> Request:
Reproduce exactly the lines below, starting with the line that contains "Task: find each instance of the necklace" and ending with the last line of the records, both included, and nothing else.
_ _ _ _ _
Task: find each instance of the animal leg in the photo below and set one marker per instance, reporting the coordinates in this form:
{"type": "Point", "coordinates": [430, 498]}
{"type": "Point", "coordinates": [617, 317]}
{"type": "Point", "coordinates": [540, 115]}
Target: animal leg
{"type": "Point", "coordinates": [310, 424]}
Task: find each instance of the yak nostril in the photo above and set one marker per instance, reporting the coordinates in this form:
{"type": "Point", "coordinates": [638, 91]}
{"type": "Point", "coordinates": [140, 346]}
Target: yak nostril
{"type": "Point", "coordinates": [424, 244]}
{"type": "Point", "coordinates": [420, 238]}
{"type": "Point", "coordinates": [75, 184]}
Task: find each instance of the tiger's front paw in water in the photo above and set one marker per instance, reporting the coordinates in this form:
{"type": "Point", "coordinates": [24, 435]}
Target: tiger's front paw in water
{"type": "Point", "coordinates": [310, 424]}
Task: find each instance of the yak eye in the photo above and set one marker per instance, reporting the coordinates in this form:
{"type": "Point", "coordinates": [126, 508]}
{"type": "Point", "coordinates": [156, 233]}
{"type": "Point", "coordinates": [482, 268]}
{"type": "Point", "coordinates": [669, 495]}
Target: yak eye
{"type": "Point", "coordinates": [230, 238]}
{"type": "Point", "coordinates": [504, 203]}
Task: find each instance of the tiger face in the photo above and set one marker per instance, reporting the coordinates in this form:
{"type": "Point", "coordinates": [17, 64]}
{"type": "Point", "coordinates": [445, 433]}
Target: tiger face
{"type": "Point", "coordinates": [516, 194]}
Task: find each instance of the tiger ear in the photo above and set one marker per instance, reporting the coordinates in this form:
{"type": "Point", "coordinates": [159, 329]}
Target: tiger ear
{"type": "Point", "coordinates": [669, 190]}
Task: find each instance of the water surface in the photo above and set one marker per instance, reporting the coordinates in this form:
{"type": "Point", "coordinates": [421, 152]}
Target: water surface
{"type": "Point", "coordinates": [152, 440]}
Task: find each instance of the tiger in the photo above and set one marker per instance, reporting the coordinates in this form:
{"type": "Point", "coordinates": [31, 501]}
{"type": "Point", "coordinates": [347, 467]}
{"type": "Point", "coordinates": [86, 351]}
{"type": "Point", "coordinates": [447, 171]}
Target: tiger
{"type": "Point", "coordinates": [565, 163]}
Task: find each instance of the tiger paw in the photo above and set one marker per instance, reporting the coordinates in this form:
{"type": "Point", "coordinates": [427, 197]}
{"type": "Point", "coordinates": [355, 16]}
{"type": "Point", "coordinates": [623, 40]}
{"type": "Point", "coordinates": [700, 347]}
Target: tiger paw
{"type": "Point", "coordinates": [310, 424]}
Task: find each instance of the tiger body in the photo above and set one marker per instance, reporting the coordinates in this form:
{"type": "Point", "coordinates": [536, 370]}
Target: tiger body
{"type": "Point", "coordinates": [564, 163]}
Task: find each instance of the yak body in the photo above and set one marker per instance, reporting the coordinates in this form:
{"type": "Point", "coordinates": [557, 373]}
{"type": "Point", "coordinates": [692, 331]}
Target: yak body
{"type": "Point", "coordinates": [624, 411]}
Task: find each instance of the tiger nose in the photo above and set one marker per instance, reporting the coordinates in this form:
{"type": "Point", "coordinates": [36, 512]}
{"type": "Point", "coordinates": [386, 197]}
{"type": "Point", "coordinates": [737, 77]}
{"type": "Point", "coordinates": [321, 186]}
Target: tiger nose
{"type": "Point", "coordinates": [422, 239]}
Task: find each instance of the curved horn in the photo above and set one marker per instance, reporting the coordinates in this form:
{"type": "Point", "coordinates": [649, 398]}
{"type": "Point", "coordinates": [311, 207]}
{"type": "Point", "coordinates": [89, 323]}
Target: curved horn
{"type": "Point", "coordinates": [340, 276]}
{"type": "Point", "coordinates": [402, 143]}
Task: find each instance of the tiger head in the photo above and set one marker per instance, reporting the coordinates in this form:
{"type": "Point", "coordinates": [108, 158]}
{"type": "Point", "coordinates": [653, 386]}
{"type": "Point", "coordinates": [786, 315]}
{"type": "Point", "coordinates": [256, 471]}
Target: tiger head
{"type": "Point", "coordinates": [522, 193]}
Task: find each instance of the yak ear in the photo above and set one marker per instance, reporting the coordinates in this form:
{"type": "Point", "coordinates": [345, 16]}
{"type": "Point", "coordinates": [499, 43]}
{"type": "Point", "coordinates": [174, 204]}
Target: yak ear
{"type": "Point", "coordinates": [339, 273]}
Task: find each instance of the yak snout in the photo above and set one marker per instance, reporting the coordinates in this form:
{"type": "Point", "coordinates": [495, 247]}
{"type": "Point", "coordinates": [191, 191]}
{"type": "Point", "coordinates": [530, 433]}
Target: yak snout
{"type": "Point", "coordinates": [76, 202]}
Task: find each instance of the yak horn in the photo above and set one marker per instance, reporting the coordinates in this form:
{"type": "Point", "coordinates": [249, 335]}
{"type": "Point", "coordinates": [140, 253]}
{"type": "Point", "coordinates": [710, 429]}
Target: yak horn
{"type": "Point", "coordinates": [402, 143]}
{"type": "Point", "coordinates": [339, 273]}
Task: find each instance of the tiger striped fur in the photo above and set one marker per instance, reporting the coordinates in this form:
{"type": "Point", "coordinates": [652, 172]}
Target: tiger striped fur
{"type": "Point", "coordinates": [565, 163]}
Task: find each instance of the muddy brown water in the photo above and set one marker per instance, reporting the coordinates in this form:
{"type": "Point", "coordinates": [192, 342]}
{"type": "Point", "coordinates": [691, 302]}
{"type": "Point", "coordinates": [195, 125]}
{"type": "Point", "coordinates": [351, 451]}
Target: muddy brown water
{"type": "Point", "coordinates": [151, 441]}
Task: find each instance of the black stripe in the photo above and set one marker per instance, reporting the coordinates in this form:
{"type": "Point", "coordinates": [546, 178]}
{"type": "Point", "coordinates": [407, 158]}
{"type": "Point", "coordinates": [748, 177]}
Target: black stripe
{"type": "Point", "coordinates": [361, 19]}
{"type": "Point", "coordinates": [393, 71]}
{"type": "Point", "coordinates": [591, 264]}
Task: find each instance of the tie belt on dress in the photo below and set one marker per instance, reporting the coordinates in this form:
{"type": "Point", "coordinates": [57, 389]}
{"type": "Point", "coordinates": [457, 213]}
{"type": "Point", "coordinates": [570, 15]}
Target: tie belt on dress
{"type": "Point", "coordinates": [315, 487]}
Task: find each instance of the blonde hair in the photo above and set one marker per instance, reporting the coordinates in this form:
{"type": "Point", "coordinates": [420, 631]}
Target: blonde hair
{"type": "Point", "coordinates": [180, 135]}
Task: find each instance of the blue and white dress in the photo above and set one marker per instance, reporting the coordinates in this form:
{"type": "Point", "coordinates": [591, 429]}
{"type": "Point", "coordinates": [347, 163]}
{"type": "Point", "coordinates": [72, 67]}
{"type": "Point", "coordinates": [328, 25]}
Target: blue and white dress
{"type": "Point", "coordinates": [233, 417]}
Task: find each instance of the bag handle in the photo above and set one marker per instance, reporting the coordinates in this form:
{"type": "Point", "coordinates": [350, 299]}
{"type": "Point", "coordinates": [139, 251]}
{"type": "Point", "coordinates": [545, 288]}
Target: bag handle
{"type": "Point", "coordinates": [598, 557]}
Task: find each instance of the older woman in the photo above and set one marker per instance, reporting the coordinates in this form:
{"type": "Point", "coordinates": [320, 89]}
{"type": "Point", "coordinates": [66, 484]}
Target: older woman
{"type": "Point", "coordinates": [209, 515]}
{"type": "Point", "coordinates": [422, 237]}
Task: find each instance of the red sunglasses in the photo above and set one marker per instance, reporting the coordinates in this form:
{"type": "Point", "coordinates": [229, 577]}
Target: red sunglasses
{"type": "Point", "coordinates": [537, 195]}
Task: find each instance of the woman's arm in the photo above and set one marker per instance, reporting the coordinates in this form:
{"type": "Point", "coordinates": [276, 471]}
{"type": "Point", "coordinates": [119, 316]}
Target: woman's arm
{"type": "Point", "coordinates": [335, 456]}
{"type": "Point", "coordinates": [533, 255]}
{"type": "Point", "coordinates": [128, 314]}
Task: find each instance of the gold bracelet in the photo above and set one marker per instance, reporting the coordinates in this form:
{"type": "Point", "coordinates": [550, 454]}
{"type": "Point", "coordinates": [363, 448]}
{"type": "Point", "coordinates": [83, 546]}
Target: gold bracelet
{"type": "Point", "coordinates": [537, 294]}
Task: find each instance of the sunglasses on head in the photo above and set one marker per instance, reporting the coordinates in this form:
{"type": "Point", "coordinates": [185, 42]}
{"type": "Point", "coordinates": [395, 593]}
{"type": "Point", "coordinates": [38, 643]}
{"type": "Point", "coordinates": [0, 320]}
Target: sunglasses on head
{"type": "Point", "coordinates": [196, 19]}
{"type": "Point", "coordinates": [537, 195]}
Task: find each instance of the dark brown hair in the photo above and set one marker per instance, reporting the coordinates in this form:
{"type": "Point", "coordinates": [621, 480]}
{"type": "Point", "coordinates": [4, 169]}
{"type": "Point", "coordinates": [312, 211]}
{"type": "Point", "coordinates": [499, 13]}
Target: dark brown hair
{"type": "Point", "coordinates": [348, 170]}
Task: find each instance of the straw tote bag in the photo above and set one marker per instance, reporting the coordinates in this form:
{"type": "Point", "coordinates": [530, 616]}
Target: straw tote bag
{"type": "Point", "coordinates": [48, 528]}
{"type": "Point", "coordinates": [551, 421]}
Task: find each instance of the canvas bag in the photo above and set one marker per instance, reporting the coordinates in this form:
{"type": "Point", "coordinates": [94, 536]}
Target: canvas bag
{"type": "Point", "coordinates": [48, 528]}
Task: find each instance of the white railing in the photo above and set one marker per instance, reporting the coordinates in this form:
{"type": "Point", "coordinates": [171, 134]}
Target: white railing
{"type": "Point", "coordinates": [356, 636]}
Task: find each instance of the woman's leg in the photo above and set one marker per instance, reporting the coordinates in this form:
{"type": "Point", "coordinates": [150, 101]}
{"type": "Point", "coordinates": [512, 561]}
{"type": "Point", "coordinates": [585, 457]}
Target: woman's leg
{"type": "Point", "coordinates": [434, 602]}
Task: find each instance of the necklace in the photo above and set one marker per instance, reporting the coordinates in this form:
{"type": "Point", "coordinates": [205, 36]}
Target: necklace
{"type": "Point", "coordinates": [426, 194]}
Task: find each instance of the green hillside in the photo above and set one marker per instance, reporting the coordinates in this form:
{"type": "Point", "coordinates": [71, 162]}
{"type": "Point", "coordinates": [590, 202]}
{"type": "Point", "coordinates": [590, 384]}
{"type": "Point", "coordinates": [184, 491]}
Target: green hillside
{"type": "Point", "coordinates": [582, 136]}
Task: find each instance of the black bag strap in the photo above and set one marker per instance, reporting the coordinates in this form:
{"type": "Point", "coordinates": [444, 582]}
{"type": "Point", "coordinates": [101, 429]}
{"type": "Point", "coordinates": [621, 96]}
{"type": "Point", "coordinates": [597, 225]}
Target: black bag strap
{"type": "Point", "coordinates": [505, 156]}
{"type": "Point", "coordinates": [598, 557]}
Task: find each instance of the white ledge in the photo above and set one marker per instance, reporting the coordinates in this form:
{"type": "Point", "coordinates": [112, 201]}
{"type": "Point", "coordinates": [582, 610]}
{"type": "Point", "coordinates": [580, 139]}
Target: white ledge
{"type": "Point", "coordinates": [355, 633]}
_ _ _ _ _
> Correct result:
Task: find each instance of the necklace in the photo above and set one marker per instance, reporting the coordinates in this form:
{"type": "Point", "coordinates": [205, 36]}
Target: necklace
{"type": "Point", "coordinates": [426, 194]}
Task: find each instance of the green hillside in the photo above and set one marker per instance, reporting the coordinates in this form:
{"type": "Point", "coordinates": [71, 162]}
{"type": "Point", "coordinates": [590, 202]}
{"type": "Point", "coordinates": [590, 384]}
{"type": "Point", "coordinates": [184, 491]}
Target: green hillside
{"type": "Point", "coordinates": [582, 136]}
Task: find each instance of the black bag strap in the photo above and set one marker per instance, reporting the coordinates in this form:
{"type": "Point", "coordinates": [444, 582]}
{"type": "Point", "coordinates": [101, 429]}
{"type": "Point", "coordinates": [621, 96]}
{"type": "Point", "coordinates": [597, 225]}
Target: black bag strap
{"type": "Point", "coordinates": [505, 156]}
{"type": "Point", "coordinates": [598, 557]}
Task: find each instance of the white ledge in the photo above and set one marker per instance, reporting the coordinates in this form:
{"type": "Point", "coordinates": [112, 201]}
{"type": "Point", "coordinates": [582, 610]}
{"type": "Point", "coordinates": [580, 139]}
Target: white ledge
{"type": "Point", "coordinates": [355, 633]}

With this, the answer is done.